**REQUIRED ACTION**
Restate word for word all of the lines below, with each image left out.
══════
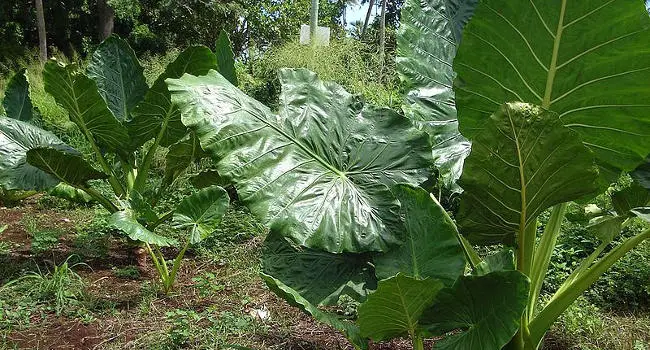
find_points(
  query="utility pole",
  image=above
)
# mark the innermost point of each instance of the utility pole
(313, 19)
(42, 39)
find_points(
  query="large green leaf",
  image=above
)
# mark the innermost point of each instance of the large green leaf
(126, 221)
(294, 298)
(429, 34)
(431, 247)
(522, 162)
(17, 103)
(63, 163)
(487, 309)
(588, 60)
(180, 156)
(201, 212)
(118, 74)
(318, 276)
(157, 113)
(16, 138)
(226, 58)
(319, 171)
(78, 94)
(629, 198)
(397, 305)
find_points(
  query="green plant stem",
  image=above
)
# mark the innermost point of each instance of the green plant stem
(143, 173)
(177, 265)
(562, 300)
(584, 265)
(162, 219)
(543, 254)
(418, 343)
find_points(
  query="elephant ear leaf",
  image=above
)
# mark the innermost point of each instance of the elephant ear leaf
(394, 309)
(294, 298)
(202, 212)
(156, 114)
(431, 247)
(16, 138)
(319, 277)
(65, 164)
(126, 221)
(319, 171)
(118, 74)
(486, 309)
(78, 94)
(523, 162)
(17, 103)
(538, 52)
(425, 65)
(226, 58)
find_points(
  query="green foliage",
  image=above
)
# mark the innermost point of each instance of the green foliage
(60, 288)
(326, 143)
(352, 64)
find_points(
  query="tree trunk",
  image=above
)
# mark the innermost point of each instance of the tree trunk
(106, 19)
(382, 35)
(313, 20)
(365, 23)
(42, 39)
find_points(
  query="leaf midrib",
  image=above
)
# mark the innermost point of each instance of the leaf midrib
(552, 70)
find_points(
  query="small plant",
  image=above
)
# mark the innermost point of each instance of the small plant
(208, 284)
(61, 286)
(182, 322)
(128, 272)
(125, 123)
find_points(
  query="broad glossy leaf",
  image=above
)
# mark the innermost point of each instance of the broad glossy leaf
(522, 162)
(630, 198)
(73, 194)
(428, 36)
(319, 171)
(642, 212)
(118, 74)
(394, 309)
(226, 58)
(503, 260)
(606, 227)
(17, 103)
(586, 60)
(63, 163)
(156, 112)
(431, 247)
(294, 298)
(180, 156)
(78, 94)
(487, 309)
(126, 221)
(202, 212)
(16, 138)
(208, 178)
(318, 276)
══════
**RESULT OF THE TASK**
find_points(
  query="utility pole",
  image=above
)
# mark the innermost point of each instance of the utility pole
(313, 19)
(42, 39)
find_points(
  query="large green leaf",
  image=above
)
# mark the innermost point of each instance of the large green leaf
(126, 221)
(294, 298)
(429, 34)
(431, 247)
(522, 162)
(17, 103)
(63, 163)
(487, 309)
(588, 60)
(180, 156)
(201, 212)
(118, 74)
(318, 276)
(157, 113)
(16, 138)
(226, 58)
(319, 171)
(78, 94)
(629, 198)
(397, 305)
find_points(
  query="green plant stem",
  image=above
)
# mark the innermost point of each instance of the green plant stem
(143, 173)
(177, 265)
(562, 300)
(584, 265)
(162, 219)
(543, 254)
(418, 343)
find_points(
  query="elephant ear leaf",
  image=above
)
# mark the innermost point of each instance of the elephant ear leaf
(394, 309)
(294, 298)
(202, 212)
(156, 114)
(431, 247)
(16, 138)
(319, 277)
(65, 164)
(126, 221)
(319, 171)
(118, 74)
(486, 309)
(78, 94)
(523, 162)
(17, 103)
(538, 52)
(425, 65)
(226, 58)
find_points(
  query="green foliage",
  image=above
)
# mark the innermost point of each instance of the green foliage
(60, 288)
(326, 143)
(352, 64)
find_points(
  query="tree trunk",
  image=above
)
# mark the innermost point of each instance of the tree trunk
(106, 19)
(382, 35)
(313, 20)
(365, 23)
(42, 39)
find_points(
  query="leaf midrib",
  image=above
)
# mark the innermost point of each instance of the leaf midrib
(552, 70)
find_points(
  query="small plant",
  image=above
)
# mark the innermost point of each instance of the small plant
(208, 284)
(61, 286)
(182, 322)
(128, 272)
(125, 123)
find_points(
  query="broad glossy leaf",
  image=above
)
# mark the innermost point of each instance of the broad glossy leaf
(522, 162)
(630, 198)
(73, 194)
(428, 36)
(319, 171)
(642, 212)
(118, 74)
(394, 309)
(226, 58)
(503, 260)
(606, 227)
(17, 103)
(586, 60)
(63, 163)
(156, 112)
(431, 247)
(294, 298)
(180, 156)
(78, 94)
(487, 309)
(126, 221)
(202, 212)
(16, 138)
(208, 178)
(318, 276)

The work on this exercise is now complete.